* Start GIVEN RECORDS *

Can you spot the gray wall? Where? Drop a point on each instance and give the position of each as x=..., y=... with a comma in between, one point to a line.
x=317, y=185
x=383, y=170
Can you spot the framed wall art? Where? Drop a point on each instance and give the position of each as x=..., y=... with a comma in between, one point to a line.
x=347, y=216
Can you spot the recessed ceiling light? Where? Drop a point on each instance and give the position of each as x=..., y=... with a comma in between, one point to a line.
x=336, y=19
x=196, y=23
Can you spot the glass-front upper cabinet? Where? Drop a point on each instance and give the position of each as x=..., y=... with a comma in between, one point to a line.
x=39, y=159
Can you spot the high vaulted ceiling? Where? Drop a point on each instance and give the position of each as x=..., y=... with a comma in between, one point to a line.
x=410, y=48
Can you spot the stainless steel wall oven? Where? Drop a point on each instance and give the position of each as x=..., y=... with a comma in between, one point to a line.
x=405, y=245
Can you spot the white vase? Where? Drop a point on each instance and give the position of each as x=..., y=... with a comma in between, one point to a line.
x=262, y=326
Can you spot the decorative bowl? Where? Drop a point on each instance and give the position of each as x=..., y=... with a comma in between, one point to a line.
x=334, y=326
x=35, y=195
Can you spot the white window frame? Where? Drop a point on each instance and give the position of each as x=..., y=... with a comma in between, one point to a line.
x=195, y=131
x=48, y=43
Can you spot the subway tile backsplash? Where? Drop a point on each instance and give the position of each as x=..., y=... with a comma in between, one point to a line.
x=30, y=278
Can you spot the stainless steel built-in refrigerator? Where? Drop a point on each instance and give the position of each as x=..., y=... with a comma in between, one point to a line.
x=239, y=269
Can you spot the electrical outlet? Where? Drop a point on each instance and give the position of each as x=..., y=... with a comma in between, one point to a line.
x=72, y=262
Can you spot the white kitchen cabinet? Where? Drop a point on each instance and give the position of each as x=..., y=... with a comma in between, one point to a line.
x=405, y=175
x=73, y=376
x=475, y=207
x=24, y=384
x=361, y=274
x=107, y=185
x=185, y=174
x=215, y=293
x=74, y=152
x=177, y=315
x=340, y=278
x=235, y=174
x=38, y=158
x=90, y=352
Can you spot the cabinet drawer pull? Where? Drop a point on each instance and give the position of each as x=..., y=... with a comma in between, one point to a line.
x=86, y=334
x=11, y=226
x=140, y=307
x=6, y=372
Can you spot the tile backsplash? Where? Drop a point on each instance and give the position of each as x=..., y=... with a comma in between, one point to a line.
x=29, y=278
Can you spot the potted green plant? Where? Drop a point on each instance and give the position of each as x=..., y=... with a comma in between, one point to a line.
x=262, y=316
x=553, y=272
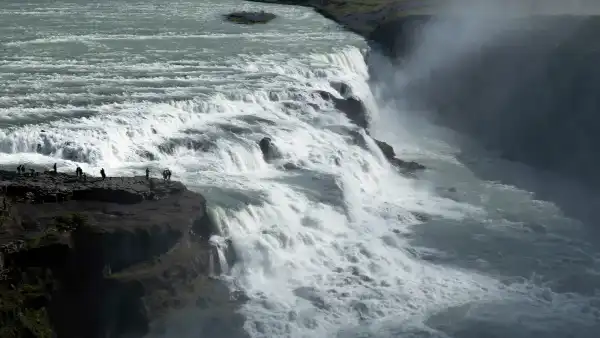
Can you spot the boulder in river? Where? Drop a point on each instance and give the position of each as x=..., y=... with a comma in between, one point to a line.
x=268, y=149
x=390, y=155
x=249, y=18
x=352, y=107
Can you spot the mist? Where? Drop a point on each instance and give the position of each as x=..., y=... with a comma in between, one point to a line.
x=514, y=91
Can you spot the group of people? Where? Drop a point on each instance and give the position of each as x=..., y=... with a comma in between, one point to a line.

* End GIVEN RECORDS *
* Start GIVEN RECORDS *

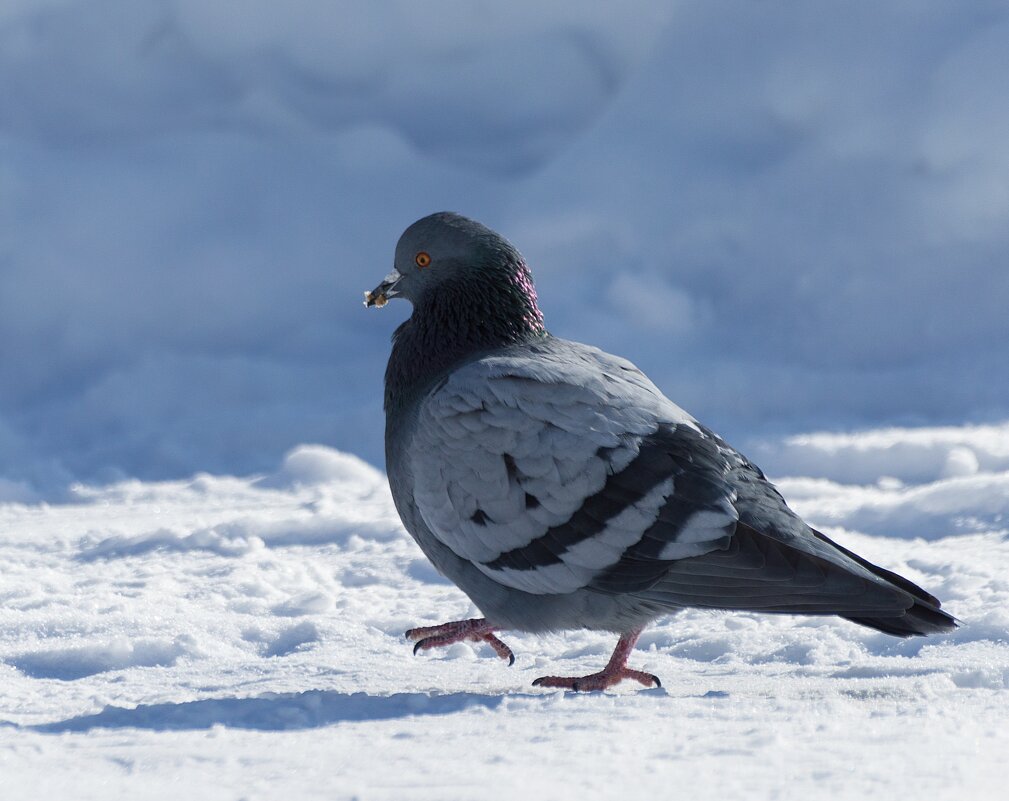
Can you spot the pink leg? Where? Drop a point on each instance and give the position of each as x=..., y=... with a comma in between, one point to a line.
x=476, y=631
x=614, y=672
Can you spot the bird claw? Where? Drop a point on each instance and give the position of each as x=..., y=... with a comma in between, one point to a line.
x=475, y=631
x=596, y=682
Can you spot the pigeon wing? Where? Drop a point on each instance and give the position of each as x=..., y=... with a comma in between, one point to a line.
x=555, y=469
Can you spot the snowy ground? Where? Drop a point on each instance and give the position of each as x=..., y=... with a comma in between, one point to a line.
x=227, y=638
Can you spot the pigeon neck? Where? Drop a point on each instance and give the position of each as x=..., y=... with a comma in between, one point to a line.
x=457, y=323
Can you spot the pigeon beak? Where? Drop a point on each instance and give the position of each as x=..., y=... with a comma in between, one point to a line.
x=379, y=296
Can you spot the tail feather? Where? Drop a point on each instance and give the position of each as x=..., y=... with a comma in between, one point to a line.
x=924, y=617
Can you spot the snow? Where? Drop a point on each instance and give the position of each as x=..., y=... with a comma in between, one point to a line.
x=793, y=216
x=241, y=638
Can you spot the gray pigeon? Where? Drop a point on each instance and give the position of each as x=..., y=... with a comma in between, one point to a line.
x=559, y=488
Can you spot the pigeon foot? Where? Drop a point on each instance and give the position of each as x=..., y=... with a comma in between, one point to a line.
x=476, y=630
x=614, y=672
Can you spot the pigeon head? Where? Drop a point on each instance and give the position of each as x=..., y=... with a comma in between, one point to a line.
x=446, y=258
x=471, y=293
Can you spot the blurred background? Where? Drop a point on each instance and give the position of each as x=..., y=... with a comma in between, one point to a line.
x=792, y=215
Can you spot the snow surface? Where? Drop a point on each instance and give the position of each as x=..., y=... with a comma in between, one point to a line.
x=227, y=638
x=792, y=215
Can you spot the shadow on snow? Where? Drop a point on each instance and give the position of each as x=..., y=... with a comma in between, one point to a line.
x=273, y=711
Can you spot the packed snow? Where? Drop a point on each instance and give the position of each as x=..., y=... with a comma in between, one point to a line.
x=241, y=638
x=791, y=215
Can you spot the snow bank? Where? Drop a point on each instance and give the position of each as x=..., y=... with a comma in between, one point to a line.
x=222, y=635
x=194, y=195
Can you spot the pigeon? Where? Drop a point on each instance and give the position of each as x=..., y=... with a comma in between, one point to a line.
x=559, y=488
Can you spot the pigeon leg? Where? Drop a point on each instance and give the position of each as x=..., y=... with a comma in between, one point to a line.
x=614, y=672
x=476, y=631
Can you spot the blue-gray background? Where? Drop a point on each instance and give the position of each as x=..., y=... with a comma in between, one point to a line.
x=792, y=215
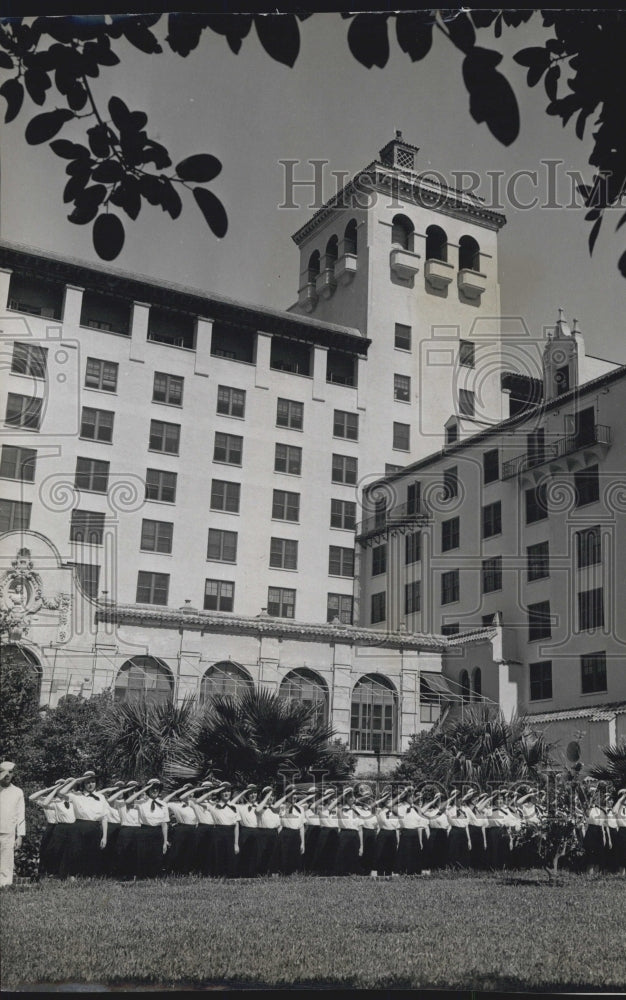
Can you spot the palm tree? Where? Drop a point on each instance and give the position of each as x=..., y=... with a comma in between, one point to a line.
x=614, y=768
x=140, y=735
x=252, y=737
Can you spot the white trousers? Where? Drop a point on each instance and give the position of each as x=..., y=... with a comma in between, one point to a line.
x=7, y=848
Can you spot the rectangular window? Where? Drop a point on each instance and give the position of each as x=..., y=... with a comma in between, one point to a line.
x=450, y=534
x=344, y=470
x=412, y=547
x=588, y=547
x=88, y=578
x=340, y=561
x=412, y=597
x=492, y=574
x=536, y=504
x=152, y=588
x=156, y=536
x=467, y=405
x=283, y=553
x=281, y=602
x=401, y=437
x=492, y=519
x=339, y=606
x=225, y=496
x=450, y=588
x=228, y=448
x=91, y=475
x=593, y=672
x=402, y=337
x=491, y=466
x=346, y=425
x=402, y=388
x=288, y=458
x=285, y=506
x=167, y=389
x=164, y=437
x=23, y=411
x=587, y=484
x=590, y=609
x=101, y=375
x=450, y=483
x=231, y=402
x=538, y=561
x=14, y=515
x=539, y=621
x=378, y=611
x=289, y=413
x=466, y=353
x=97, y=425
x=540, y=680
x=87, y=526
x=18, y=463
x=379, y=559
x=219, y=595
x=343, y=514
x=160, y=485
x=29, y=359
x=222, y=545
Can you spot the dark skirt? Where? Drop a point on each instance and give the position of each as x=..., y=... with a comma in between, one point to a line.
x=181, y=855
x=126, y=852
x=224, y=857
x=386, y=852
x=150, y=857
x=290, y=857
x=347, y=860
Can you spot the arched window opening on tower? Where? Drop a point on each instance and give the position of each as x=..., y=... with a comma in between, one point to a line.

* End GIVEN RECORDS *

WHAT YOU WILL DO =>
Write out again, word for word, the rows starting with the line that contains "Can you spot the tile" and going on through the line that contains "x=514, y=91". Leave the picture out of your answer.

FULL SOLUTION =>
Can you spot the tile backsplash? Where? Drop a point on each instance and give the position of each as x=..., y=... with a comma in between, one point to a line.
x=29, y=278
Can you spot the potted green plant? Where? Drop a point on each instance and give the position of each as x=..., y=... with a comma in between, one point to a line.
x=262, y=316
x=553, y=272
Can you spot the boulder in river? Where? Drop a point on each instance and give the position of each as x=..., y=... with a comma in between, one point to a line.
x=268, y=149
x=390, y=155
x=249, y=18
x=352, y=107
Can you spot the mist? Where? Drop a point on each instance and give the position of each as x=..., y=... with a comma in between, one point to a line.
x=514, y=91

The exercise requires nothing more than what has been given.